Arbeitsanweisung
Stellen Sie die Zeilen der folgenden Einträge als JSON-Liste von Zeichenketten dar, mit genau einer Zeichenkette pro Zeile und unter Auslassung von Leerzeilen.

Eingabedaten
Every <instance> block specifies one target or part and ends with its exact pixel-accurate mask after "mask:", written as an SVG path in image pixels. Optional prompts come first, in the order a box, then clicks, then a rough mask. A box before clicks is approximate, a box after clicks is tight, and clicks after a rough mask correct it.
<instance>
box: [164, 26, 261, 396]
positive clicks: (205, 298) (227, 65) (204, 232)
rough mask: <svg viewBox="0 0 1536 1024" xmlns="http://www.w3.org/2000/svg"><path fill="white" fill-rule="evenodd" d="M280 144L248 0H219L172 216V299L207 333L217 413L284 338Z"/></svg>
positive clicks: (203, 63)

Ergebnis
[
  "Every <instance> block specifies one target or part and ends with its exact pixel-accurate mask after \"mask:\", written as an SVG path in image pixels. Optional prompts come first, in the order a box, then clicks, then a rough mask. A box before clicks is approximate, a box after clicks is tight, and clicks after a rough mask correct it.",
  "<instance>",
  "box: [164, 26, 261, 396]",
  "positive clicks: (205, 298) (227, 65) (204, 232)",
  "rough mask: <svg viewBox=\"0 0 1536 1024\" xmlns=\"http://www.w3.org/2000/svg\"><path fill=\"white\" fill-rule=\"evenodd\" d=\"M280 144L248 0H219L172 216V299L207 333L217 413L284 338Z\"/></svg>",
  "positive clicks: (203, 63)"
]